ADR: Why We Built a Notification Router Instead of Letting Each Service Send Its Own Alerts
At Ledd Consulting, we run 25 services on a single VPS — scrapers, agent pipelines, CRM integrations, content publishers, billing webhooks, and more. Each one has something to say. A lead comes in. A bid gets approved. A blog post is ready for review. A health check fails. A cost threshold trips.
By February 2026, we had 40+ notification sources, and every single one was sending alerts directly. The result was exactly what you'd expect: a Telegram channel so noisy we muted it, an inbox full of one-line emails, and — critically — a missed revenue alert buried under twelve system health pings.
This is the architectural decision record for how we fixed it.
Context — What Decision Needed to Be Made and Why
Our platform grew organically. Each service was responsible for its own alerting. The scraper sent Telegram messages when it found high-scoring jobs. The CRM sent emails on new leads. The cost tracker sent Telegram alerts on spend thresholds. The content pipeline sent emails when blog drafts were ready.
Three problems compounded:
Duplicate alerts. When a lead arrived, the contact form service sent a notification, the CRM pipeline sent a notification, and the lead-scoring agent sent a notification. Three alerts for one event.

————————

To be done:
a. Decide whether each statement agrees with the notification-router write-up, answering yes or no and quoting the words that settle it: (i) the company runs 25 services on a single VPS; (ii) the CRM sent Telegram messages on new leads; (iii) one incoming lead produced three alerts.
b. Please carry the notification-router write-up forward from its last sentence.
The rows have no connection to the notification-router write-up.

Extracted material:
————————

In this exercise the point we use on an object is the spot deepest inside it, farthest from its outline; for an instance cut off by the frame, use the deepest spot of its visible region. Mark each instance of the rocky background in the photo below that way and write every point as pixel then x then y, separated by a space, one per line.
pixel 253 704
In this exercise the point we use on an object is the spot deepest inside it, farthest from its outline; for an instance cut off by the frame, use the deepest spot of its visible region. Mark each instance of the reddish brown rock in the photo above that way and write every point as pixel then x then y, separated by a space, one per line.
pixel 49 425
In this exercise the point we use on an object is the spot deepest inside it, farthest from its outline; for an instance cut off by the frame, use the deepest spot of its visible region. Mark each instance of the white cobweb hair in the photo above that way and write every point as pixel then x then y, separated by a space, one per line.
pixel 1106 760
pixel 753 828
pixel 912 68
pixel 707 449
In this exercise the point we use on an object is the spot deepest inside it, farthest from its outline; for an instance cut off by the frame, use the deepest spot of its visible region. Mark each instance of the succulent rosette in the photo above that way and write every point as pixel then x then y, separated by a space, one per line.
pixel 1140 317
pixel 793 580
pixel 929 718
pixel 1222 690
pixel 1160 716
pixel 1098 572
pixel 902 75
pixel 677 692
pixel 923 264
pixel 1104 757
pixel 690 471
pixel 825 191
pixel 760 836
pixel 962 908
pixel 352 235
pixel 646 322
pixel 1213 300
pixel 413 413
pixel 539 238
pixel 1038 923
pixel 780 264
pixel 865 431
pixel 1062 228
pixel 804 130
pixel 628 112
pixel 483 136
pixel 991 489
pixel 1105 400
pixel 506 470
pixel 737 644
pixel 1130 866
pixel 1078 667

————————

Set of answers:
a.
(i) Yes: "we run 25 services on a single VPS"
(ii) No: "The CRM sent emails on new leads."
(iii) Yes: "Three alerts for one event."

b.
Priority blindness. A critical revenue alert (new client message) looked identical to a low-priority system log (daily scraper summary). Everything arrived with the same urgency, so everything got the same response: ignored until we had time.
Channel sprawl. Some services sent Telegram messages. Others sent emails. A few wrote to log files that required SSH to read. Figuring out "what happened today" meant checking four different surfaces.
We needed a single system that every service could push into, and that would handle when, where, and whether to deliver each alert.
Options Considered
Option 1: Managed Alerting Platform (PagerDuty, Opsgenie)
Pros: Battle-tested escalation policies, on-call rotation, mobile apps, integrations with everything.
Cons: Priced per-user per-month, designed for ops teams of 5+, and fundamentally oriented around infrastructure alerting. Our alerts are business events — "a $2,500 proposal just landed" is a different problem than "CPU at 95%." The mental model mismatch was significant. We'd be paying $30+/month to wedge business intelligence into an incident management tool.
Option 2: Event Bus With Per-Service Subscribers
We already run a lightweight event bus (covered in a previous post). We considered having each delivery channel — Telegram bot, email sender, Slack webhook — subscribe to events and decide independently what to surface.
Pros: Decoupled, each channel owns its own filtering logic, easy to add channels.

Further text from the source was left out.